### Page text
-----
The talk beforehand was all about the money at stake but football should be about footballers and it was one of the game's great pros who stole the headlines.
Kevin Phillips, 39 years of age and three times a losing play-off finalist, came off the bench to score a nerveless penalty that sent Crystal Palace back into the Premier League. Phillips is unlikely to play in the top flight, he knows he is not as ageless as Ryan Giggs, but no one at Selhurst Park will forget his 285th career goal.
Palace deserved to win. They had the better of a game that took an age to catch light and would have won in normal time had it not been for Watford's former Arsenal goalkeeper Manuel Almunia. With the Hornets lacking any sting it was the Spaniard who pushed the game into extra-time. Finally, after 105 minutes, Manchester United-bound Wilfried Zaha produced one trick too many for Watford's Marco Cassetti whose trip conceded the penalty.
-----
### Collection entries
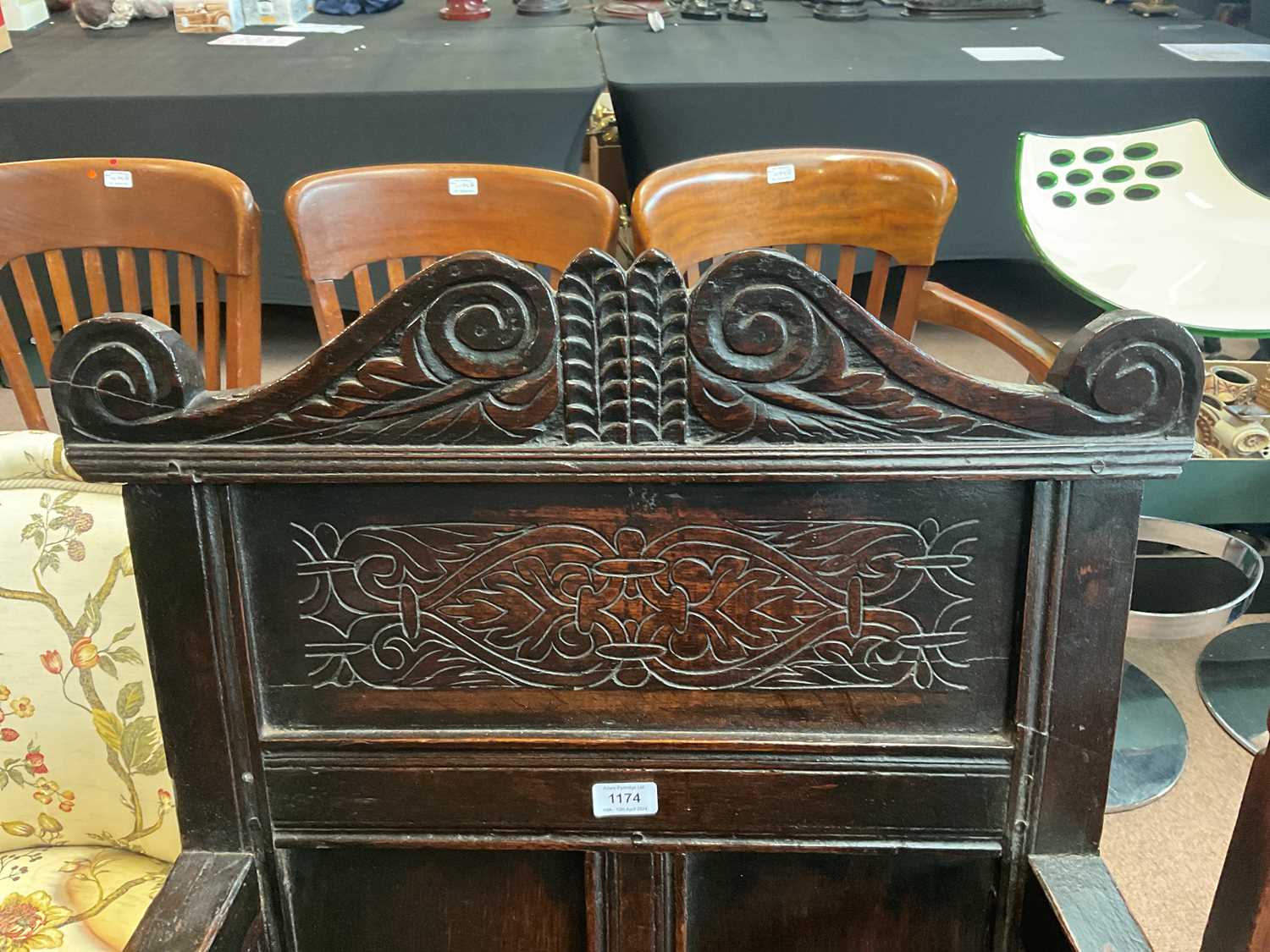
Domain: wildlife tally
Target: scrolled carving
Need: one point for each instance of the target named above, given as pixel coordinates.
(1135, 367)
(117, 371)
(474, 352)
(465, 352)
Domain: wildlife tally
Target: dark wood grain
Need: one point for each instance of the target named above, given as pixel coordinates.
(178, 617)
(838, 903)
(210, 903)
(403, 900)
(1074, 904)
(1241, 908)
(859, 617)
(467, 353)
(1089, 604)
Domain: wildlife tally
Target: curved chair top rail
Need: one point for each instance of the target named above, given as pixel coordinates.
(60, 203)
(351, 217)
(892, 202)
(475, 370)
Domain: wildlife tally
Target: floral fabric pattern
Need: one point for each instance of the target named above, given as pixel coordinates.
(78, 899)
(81, 758)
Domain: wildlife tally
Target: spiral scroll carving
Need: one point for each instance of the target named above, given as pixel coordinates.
(117, 371)
(1135, 368)
(775, 360)
(478, 349)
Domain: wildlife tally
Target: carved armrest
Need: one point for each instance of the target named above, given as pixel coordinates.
(1072, 903)
(210, 903)
(941, 305)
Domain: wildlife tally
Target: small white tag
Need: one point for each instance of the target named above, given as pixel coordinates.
(1011, 53)
(319, 28)
(1221, 52)
(624, 799)
(253, 40)
(776, 174)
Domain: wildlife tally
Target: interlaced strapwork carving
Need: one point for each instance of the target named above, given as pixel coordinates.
(762, 604)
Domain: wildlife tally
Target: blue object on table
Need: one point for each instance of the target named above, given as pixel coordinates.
(352, 8)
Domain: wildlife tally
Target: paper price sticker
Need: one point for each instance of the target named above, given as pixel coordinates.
(624, 799)
(776, 174)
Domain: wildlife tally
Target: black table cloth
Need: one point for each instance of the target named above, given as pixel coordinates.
(510, 89)
(901, 84)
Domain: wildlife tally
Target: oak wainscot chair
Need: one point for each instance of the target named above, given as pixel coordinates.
(624, 617)
(88, 236)
(381, 223)
(828, 205)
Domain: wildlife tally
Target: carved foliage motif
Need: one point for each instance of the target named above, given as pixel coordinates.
(759, 604)
(775, 360)
(479, 350)
(624, 350)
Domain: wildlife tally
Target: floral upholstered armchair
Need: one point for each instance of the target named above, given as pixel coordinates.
(86, 822)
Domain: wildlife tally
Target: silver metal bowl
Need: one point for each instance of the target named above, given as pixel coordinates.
(1208, 622)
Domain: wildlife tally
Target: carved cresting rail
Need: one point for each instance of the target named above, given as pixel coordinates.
(858, 616)
(478, 352)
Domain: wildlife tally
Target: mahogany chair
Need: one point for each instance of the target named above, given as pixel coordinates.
(170, 216)
(836, 201)
(845, 626)
(356, 220)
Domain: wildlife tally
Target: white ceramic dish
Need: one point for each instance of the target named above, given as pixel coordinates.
(1150, 220)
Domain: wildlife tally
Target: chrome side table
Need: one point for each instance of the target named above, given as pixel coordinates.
(1151, 735)
(1234, 678)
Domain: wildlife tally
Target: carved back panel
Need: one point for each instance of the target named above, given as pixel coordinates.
(856, 614)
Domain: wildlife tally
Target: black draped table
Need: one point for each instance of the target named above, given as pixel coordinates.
(408, 88)
(901, 84)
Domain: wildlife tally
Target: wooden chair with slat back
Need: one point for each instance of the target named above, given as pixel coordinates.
(196, 220)
(351, 220)
(836, 201)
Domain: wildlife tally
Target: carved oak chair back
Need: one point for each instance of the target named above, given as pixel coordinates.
(381, 223)
(826, 203)
(850, 621)
(79, 243)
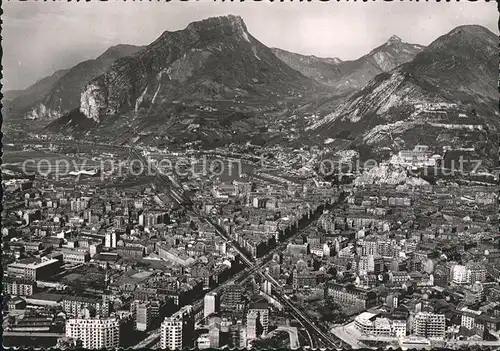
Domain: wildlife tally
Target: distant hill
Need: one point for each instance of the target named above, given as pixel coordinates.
(352, 75)
(58, 94)
(452, 81)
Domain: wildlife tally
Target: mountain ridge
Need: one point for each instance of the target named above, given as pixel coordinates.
(454, 76)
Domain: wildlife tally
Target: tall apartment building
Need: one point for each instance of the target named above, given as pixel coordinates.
(34, 269)
(73, 305)
(350, 295)
(110, 239)
(143, 316)
(430, 325)
(21, 287)
(254, 328)
(233, 297)
(177, 331)
(95, 333)
(171, 334)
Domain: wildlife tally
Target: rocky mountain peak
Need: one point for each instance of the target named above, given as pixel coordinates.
(394, 39)
(227, 25)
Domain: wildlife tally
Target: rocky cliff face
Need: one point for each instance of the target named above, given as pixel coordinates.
(18, 103)
(63, 93)
(457, 71)
(211, 59)
(352, 75)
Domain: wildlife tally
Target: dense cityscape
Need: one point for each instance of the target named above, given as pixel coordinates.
(269, 258)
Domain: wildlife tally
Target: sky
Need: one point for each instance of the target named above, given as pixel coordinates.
(40, 38)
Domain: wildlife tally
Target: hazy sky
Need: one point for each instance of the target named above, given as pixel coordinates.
(42, 37)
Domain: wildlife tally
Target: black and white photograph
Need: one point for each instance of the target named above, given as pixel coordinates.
(250, 174)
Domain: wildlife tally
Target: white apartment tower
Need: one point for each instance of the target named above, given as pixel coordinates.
(95, 333)
(110, 239)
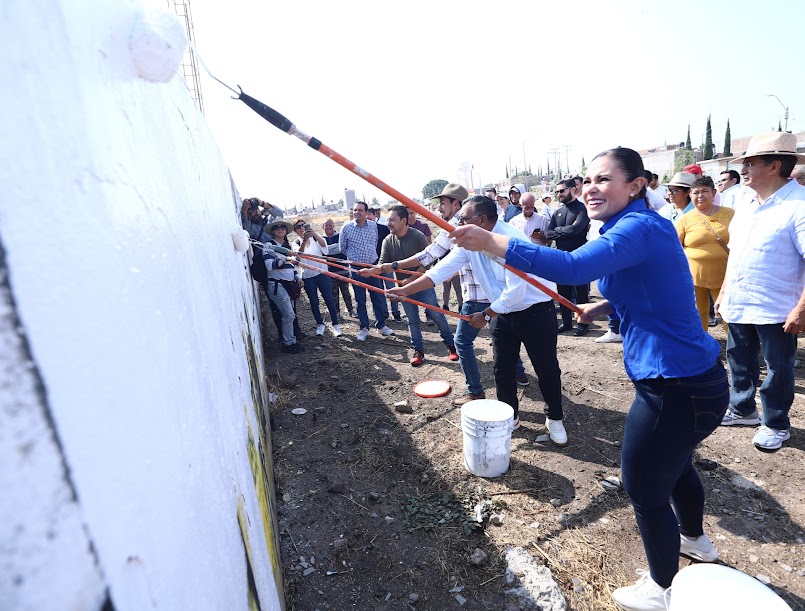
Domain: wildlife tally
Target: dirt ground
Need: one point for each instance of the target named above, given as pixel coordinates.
(375, 505)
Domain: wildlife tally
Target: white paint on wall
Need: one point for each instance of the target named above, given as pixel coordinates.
(116, 220)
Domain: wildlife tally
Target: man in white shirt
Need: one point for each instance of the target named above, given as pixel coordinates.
(728, 185)
(533, 225)
(763, 295)
(655, 186)
(518, 314)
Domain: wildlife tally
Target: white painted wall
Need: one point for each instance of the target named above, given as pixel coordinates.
(116, 216)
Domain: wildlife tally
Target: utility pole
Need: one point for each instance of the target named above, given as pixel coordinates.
(771, 95)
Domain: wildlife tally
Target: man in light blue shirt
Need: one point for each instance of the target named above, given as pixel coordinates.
(762, 298)
(518, 314)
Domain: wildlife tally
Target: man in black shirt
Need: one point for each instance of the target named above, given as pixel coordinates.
(569, 227)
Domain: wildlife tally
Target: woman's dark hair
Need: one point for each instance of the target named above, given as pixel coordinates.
(704, 181)
(630, 163)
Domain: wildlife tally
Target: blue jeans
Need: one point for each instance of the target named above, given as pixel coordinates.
(279, 296)
(395, 305)
(668, 419)
(324, 286)
(378, 302)
(744, 343)
(465, 336)
(534, 328)
(412, 312)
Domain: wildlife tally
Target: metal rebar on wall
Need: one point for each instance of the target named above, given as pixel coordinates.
(189, 65)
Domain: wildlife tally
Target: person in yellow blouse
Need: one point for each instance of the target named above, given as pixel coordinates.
(704, 233)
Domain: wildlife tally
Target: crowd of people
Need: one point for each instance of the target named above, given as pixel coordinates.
(661, 255)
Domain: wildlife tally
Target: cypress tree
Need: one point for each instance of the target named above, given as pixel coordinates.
(708, 140)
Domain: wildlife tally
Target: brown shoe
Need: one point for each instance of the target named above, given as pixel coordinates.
(467, 398)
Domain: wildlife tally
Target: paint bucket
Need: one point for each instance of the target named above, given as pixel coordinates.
(704, 587)
(487, 427)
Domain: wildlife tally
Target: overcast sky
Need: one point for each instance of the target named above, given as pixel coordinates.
(410, 91)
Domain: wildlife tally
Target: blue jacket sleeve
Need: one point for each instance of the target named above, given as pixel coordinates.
-----
### Written request
Repeat the stretch of the match report from "The talk beforehand" through "285th career goal." word for word. The listing comes from a different source than the match report.

### Correct result
The talk beforehand was all about the money at stake but football should be about footballers and it was one of the game's great pros who stole the headlines.
Kevin Phillips, 39 years of age and three times a losing play-off finalist, came off the bench to score a nerveless penalty that sent Crystal Palace back into the Premier League. Phillips is unlikely to play in the top flight, he knows he is not as ageless as Ryan Giggs, but no one at Selhurst Park will forget his 285th career goal.